■ Task instructions ■
Can you reproduce, word for word, the whole discussion below on keeping a positive attitude on the golf course?

■ Excerpt ■
● ● ●

The affects of on course "negative" attitude.

My teenaged son is athletic and competitive in a variety of sports. While this gives him drive to improve, it is also a big source of frustration for him as he learn golf and struggles with inconsistencies or problems he can't readily fix.

I remind him of PGA players that have bad holes (Tiger's 10 on a par 3 in a Master's I think?) and suggest that he set small goals (one good drive, one good approach, one good putt over the nine holes, for example.) If he gets that one good drive, then the 9 was a success, and next time he can set the goal at 2. The goals increase but remain achievable relative to his level of play.

Basically, make the focus the few really good shots, instead of the numerous imperfect ones.

I encourage him not to look at hole par or keep score when he is struggling. Instead, focus on keeping the ball on the fairway. If you drive out if bounds, a success on the next shot is an easy chip onto the fairway, rather than trying to blast it to the green.

Last, I make a rule that if he wants to talk about what happened on a hole, he MUST start by saying something positive, eg " I had a decent drive/chip/finish but..." I find that helps not to spread the negative stress to me and others and I think it stops him from a negative spiral.
 
Positivity leads to huge results on the course

So much this. I've started +7 thru 3 and ended +6 total for the round before. I've had buddies even at the turn and then make 2-3 bogies in a row and just lose their marbles, coming in with 44 or something. Positive attitude, shaking off bad shots, and a general "not give a crap" demeanor really helps minimize damage on bad days.
 
Rule 17b - laugh at the bad shots.
This is all I say to myself when things don't go quite as planned, and learn from it.

● ● ●

■ Given data ■
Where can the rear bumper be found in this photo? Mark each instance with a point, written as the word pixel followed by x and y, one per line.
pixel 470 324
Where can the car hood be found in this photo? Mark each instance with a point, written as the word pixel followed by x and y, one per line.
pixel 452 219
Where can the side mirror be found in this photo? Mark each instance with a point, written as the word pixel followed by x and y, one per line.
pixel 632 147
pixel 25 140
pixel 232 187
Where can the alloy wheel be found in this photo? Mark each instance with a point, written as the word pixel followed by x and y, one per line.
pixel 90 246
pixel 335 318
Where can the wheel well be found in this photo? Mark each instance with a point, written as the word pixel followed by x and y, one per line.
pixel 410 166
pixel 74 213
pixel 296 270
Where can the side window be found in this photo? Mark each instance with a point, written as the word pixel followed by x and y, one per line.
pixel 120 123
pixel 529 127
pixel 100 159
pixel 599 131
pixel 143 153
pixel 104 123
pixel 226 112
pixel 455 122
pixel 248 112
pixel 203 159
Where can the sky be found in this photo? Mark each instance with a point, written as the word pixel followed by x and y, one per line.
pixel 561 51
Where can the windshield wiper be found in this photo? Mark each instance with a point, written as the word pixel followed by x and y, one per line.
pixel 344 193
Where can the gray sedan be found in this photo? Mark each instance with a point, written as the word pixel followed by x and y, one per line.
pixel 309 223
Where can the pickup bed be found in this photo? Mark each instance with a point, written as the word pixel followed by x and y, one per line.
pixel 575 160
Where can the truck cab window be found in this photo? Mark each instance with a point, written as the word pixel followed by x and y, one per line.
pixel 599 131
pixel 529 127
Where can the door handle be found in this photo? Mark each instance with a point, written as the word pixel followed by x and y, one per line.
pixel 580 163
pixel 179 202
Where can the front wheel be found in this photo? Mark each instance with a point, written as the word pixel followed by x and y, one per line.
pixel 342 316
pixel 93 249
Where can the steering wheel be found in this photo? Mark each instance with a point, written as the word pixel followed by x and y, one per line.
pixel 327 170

● ● ●

■ Complete response ■
The affects of on course "negative" attitude.

My teenaged son is athletic and competitive in a variety of sports. While this gives him drive to improve, it is also a big source of frustration for him as he learn golf and struggles with inconsistencies or problems he can't readily fix.

I remind him of PGA players that have bad holes (Tiger's 10 on a par 3 in a Master's I think?) and suggest that he set small goals (one good drive, one good approach, one good putt over the nine holes, for example.) If he gets that one good drive, then the 9 was a success, and next time he can set the goal at 2. The goals increase but remain achievable relative to his level of play.

Basically, make the focus the few really good shots, instead of the numerous imperfect ones.

I encourage him not to look at hole par or keep score when he is struggling. Instead, focus on keeping the ball on the fairway. If you drive out if bounds, a success on the next shot is an easy chip onto the fairway, rather than trying to blast it to the green.

Last, I make a rule that if he wants to talk about what happened on a hole, he MUST start by saying something positive, eg " I had a decent drive/chip/finish but..." I find that helps not to spread the negative stress to me and others and I think it stops him from a negative spiral.
 
Positivity leads to huge results on the course

So much this. I've started +7 thru 3 and ended +6 total for the round before. I've had buddies even at the turn and then make 2-3 bogies in a row and just lose their marbles, coming in with 44 or something. Positive attitude, shaking off bad shots, and a general "not give a crap" demeanor really helps minimize damage on bad days.
 
Rule 17b - laugh at the bad shots.
This is all I say to myself when things don't go quite as planned, and learn from it.